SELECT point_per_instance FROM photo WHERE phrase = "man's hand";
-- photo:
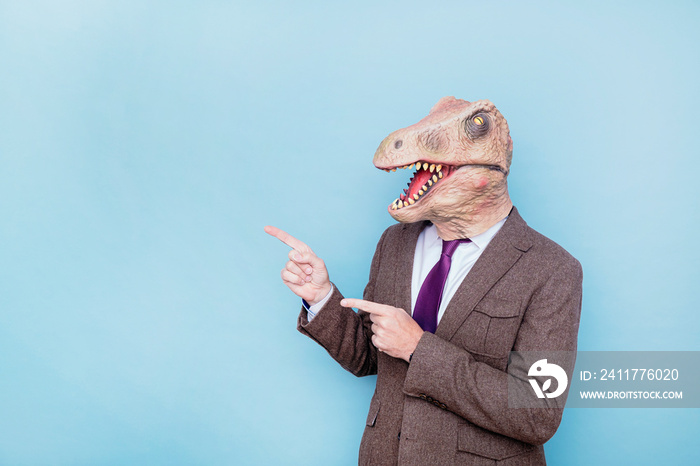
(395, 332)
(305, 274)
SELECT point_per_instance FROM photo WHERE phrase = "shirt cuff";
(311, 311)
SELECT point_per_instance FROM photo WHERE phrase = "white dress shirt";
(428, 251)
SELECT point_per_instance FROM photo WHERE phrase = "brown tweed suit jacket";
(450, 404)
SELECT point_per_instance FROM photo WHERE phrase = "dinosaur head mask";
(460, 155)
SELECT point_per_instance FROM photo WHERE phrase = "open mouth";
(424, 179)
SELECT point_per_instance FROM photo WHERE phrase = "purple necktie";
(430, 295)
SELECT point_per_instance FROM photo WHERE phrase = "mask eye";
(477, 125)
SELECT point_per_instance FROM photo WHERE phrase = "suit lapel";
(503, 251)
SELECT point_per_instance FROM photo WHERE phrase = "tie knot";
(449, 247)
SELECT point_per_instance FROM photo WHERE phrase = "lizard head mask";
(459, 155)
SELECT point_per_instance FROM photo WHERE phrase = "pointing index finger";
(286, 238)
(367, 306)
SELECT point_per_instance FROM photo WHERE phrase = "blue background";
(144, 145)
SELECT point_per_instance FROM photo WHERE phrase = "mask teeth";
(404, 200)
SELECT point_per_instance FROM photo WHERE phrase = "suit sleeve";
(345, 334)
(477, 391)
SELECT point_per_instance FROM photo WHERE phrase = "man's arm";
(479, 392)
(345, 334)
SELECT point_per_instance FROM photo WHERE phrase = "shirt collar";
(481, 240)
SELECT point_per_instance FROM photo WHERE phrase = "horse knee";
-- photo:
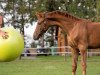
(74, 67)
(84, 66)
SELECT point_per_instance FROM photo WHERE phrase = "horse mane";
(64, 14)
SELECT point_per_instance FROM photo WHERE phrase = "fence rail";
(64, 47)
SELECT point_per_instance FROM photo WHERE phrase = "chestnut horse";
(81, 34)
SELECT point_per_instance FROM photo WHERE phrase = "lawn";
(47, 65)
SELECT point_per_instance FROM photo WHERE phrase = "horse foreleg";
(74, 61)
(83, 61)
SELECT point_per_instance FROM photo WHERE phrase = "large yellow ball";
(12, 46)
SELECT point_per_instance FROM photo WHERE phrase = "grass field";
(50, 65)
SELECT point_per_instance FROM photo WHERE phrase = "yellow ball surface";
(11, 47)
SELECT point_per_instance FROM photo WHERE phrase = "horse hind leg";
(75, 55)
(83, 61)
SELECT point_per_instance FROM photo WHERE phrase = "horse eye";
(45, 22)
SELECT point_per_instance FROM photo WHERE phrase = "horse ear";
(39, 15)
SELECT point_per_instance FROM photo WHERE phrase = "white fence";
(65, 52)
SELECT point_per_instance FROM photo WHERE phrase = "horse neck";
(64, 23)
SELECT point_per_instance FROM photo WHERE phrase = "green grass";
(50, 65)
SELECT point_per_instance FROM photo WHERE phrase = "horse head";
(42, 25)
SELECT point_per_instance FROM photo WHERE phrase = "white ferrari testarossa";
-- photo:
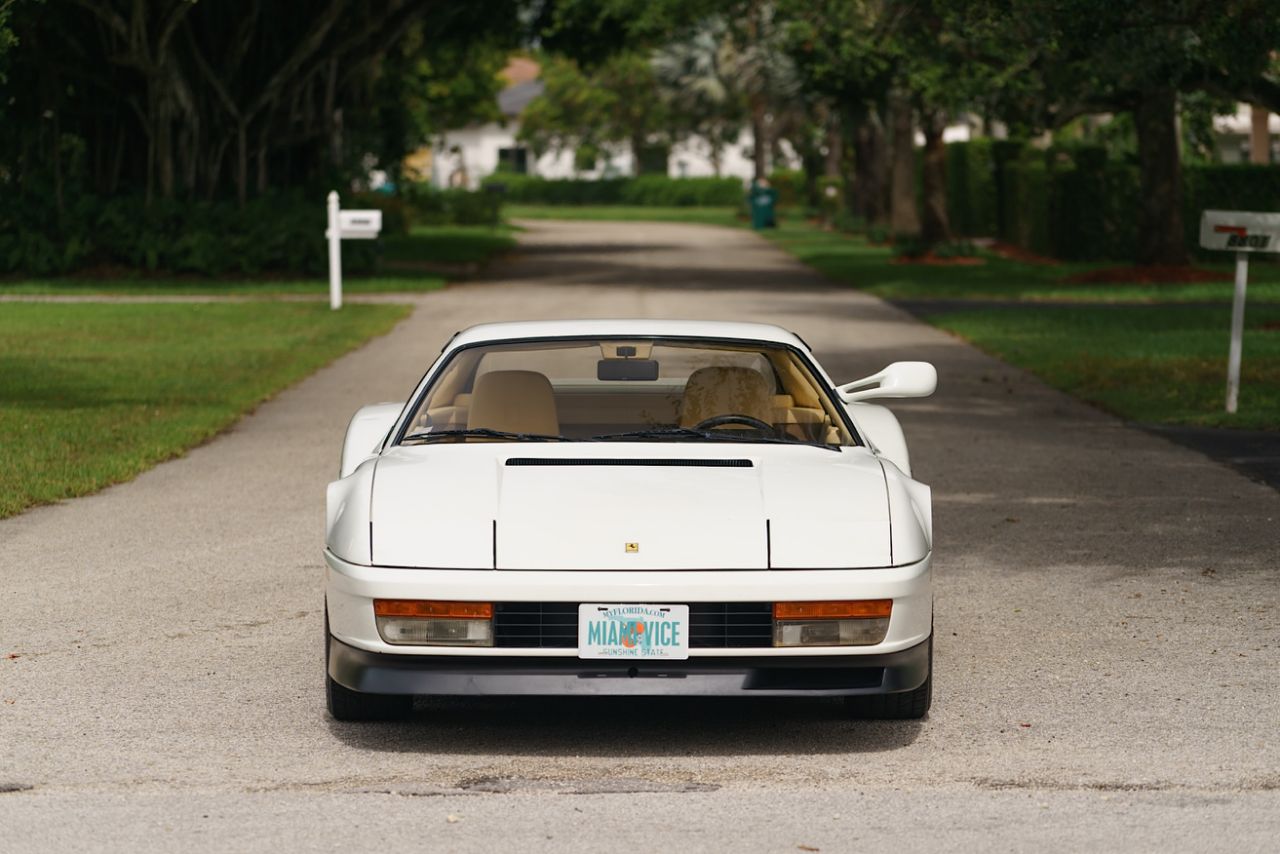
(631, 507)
********************
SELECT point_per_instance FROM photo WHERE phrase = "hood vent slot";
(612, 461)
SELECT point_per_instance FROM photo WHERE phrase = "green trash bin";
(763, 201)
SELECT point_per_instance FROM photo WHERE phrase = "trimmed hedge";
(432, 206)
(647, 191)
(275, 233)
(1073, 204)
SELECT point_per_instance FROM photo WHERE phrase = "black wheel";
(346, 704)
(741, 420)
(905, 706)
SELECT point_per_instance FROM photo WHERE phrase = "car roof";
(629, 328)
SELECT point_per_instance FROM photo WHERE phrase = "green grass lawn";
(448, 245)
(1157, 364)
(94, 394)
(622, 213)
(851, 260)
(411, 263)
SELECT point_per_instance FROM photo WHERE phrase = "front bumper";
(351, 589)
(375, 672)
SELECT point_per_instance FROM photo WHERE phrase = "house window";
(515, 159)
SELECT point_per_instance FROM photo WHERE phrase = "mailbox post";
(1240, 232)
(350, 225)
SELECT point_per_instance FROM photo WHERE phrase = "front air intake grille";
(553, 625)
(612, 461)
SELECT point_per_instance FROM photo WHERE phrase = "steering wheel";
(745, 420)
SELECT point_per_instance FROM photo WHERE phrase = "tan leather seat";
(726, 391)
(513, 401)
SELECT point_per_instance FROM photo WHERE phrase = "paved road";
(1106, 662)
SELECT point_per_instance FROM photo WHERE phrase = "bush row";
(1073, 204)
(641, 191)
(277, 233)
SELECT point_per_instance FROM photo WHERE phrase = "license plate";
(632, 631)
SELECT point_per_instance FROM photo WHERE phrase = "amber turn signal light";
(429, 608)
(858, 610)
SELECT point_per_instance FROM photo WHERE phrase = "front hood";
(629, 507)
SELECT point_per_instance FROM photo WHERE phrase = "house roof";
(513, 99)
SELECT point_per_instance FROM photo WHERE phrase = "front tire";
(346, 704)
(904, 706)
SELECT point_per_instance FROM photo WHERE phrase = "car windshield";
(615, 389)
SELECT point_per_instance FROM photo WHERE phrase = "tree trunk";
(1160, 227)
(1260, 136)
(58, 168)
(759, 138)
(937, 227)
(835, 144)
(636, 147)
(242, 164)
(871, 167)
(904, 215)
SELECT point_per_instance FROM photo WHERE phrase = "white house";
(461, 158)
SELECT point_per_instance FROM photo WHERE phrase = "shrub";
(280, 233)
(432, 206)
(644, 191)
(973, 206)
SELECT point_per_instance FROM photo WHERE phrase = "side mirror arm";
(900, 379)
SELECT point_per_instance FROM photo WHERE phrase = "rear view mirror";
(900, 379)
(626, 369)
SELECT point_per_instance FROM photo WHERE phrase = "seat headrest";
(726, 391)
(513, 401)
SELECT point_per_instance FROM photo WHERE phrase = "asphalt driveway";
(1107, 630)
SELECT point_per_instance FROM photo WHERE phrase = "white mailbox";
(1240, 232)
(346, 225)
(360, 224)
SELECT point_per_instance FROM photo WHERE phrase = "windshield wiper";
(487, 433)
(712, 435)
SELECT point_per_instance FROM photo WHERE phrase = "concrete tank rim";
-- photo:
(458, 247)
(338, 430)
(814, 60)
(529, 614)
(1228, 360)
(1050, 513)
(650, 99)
********************
• Compito
Estrai dai dati riportati sopra tutte le righe in cui compare la parola "hood".

• Risposta corretta
SELECT point_per_instance FROM photo WHERE phrase = "hood vent slot";
SELECT point_per_instance FROM photo WHERE phrase = "front hood";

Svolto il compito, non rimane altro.